Copy verbatim the part of the records below that opens with the line containing "Query: Detect the egg yolk" and closes with the line containing "95,410 -> 152,469", both lines included. Reproduce only that part.

EXTRACTED DATA
--------------------------------

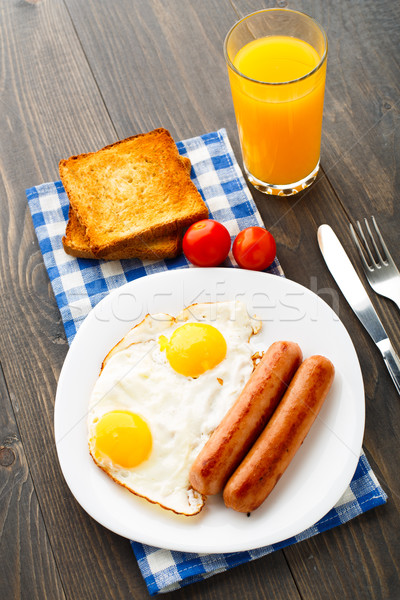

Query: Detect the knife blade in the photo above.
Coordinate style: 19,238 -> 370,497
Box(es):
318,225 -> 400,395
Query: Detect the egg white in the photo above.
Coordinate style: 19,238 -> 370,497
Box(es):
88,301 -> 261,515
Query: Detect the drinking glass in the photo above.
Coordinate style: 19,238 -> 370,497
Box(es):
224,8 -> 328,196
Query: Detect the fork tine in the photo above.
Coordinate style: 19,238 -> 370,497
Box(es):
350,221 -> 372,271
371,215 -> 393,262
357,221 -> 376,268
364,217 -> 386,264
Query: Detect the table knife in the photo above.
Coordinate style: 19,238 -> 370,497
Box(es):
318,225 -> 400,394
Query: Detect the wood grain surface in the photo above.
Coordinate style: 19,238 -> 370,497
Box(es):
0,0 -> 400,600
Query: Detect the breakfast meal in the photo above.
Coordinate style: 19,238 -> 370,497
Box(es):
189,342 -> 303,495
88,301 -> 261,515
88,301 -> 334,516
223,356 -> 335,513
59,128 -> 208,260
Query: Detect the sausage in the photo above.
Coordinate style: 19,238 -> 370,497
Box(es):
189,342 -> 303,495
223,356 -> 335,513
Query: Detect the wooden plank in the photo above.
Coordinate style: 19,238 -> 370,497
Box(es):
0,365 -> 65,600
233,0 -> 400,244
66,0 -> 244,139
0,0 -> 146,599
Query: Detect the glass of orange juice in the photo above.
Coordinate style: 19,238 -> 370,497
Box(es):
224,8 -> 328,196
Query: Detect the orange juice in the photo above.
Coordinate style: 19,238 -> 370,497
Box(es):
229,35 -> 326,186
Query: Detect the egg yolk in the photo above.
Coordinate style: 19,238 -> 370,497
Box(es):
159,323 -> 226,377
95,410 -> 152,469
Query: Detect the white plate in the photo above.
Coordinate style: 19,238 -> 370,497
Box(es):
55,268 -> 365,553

--------------------------------

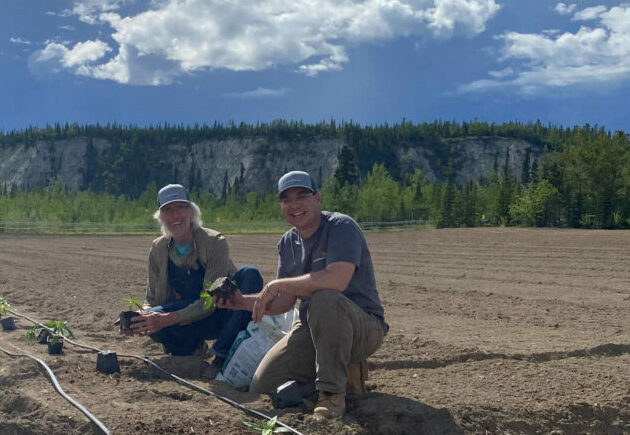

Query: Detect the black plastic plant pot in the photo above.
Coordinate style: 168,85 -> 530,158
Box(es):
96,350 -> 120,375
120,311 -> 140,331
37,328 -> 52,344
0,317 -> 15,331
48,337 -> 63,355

--------------------------------

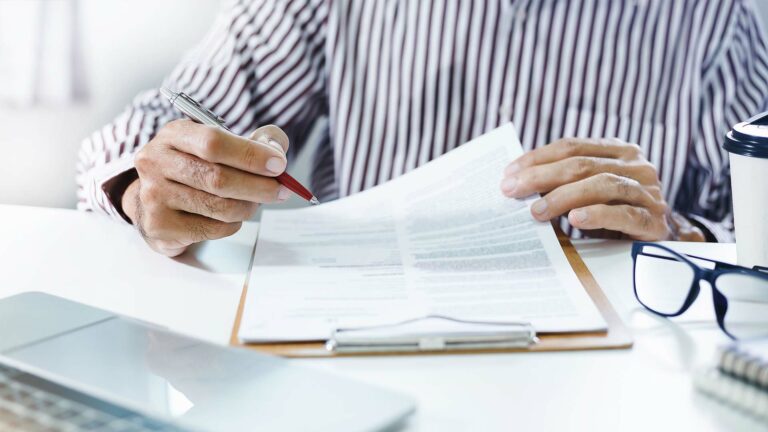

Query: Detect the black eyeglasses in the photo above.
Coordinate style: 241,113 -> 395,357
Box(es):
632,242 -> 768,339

--------------------------------

WRITTEN RESPONSE
Query: Detect the egg yolk in the photo above.
Coordinate style: 19,238 -> 370,497
Box(es):
159,323 -> 226,377
95,410 -> 152,469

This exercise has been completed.